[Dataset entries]
-- Opening Marker --

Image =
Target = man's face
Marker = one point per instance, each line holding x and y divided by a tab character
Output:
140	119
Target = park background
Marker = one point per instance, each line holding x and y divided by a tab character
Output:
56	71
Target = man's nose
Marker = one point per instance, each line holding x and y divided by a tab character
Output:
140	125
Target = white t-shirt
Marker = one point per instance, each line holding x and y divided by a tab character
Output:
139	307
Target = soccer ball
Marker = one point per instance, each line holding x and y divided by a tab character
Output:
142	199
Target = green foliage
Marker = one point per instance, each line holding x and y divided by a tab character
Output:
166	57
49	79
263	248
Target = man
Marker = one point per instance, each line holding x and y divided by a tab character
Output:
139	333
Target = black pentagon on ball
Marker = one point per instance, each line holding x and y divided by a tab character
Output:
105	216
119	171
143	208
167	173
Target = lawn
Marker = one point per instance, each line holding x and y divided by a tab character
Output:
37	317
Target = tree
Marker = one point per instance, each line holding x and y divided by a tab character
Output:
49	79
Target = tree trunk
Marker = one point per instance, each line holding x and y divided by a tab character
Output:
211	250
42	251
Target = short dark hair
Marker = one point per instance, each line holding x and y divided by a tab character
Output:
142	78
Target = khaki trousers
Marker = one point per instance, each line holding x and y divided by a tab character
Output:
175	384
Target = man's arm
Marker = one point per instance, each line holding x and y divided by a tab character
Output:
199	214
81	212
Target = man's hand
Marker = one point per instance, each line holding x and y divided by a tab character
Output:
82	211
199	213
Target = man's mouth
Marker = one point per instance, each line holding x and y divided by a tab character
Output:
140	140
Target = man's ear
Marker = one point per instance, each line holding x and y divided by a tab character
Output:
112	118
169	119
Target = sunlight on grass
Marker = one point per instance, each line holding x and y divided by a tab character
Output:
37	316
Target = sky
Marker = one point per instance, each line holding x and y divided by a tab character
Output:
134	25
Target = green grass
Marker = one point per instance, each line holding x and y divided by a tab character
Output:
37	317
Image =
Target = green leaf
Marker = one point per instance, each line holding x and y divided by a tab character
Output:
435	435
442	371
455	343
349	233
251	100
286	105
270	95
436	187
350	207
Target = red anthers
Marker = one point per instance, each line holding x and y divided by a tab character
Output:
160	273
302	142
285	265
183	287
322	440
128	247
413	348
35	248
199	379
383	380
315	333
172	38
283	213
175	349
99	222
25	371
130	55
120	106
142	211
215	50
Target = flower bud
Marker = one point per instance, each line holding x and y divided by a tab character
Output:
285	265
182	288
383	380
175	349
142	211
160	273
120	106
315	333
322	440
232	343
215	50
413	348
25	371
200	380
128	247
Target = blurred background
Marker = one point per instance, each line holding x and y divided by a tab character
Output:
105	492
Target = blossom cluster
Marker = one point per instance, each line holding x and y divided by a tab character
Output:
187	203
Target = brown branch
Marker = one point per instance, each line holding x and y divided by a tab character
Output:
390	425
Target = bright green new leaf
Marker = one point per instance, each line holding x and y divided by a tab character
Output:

-- Closing Marker --

Could you return every record above exactly as written?

Answer to this task.
Image =
Target = man's face
Marker = one point per instance, each line holding x and y divided by a tab character
Output:
140	119
Target = park background
Marker = one point per instance, each line holding x and y divided by a tab character
Output:
56	71
Target = man's nose
Marker = one point per instance, each line holding x and y divided by a tab character
Output:
140	125
Target = white t-shirt
Marker = one point per instance, each line holding x and y divided by a tab character
Output:
139	307
Target = soccer ball
Marker = one point per instance, each line holding x and y divided by a tab character
Output:
142	199
Target = green foliage
Marker = one point per instance, each line holding x and y divided by a tab character
Output:
166	57
49	79
263	248
Target = man
Marker = one point per instance, each line holding x and y divided by a tab character
Output:
139	333
Target = black pentagon on ball
Marker = one point per instance, each line holding x and y divided by a tab character
Output:
105	216
119	171
143	208
167	173
Target = lawn
Marker = one point per instance, each line holding x and y divided by a tab character
Output:
37	317
Target = tree
Marker = one point per instance, each line holding x and y divided by a tab character
Output:
49	79
Target = tree trunk
Marker = one point per instance, each line holding x and y divided by a tab character
Output:
211	250
42	251
Target = short dark hair
Marker = one point per instance, each line holding x and y divided by a tab character
Output:
142	78
Target = khaki trousers
Marker = one point per instance, each line holding x and y divided by a tab character
Output:
175	384
Target = man's arm
Marker = one point per instance, each line holding x and y divided by a tab character
Output:
199	214
81	212
Target = man's hand
Marker = one point per instance, each line holding x and y divided by a tab character
Output:
82	211
199	213
Target = man's mouth
Marker = one point per instance, each line holding x and y divided by a tab character
Output:
140	140
Target = man's ear
Marker = one point per instance, each line holding x and y divided by a tab character
Output:
112	118
169	119
Target = sunlight on grass
Marker = one point per instance, each line holding x and y divided by a tab character
Output:
37	316
Target = sky
Marker = one point per instance, each line holding x and y divided by a tab character
Output:
134	25
Target = green grass
Marker = one point per instance, each line holding x and y divided by a tab character
Output:
37	317
Image =
Target = green leaf
Marker = one point per instance, each line holding x and y divided by a tab character
Output:
435	435
442	371
455	343
349	233
251	100
286	105
270	95
436	187
350	207
Target = red anthers
Marker = one point per instance, each line holding x and y divided by a tab character
Output:
160	273
302	142
285	265
183	287
322	440
128	247
413	348
35	248
199	379
383	380
315	333
172	38
283	213
175	349
99	222
25	371
130	55
120	106
142	211
215	50
Target = flower bud
Marker = one point per instance, each line holding x and y divided by a tab character
Output:
285	265
182	288
383	380
175	349
142	211
160	273
120	106
315	333
322	440
232	343
215	50
413	348
25	371
200	380
128	247
Target = blurred background
Marker = one point per instance, each line holding x and y divided by a tab character
Output:
105	492
Target = blossom cluster
Marker = one point per instance, each line holding x and y divided by a tab character
Output:
187	203
Target = brown branch
Marker = one point per instance, each line holding x and y divided by a tab character
Output:
390	425
Target = bright green new leaf
Marker = one point per instance, each line holding x and y divided by a tab character
Output:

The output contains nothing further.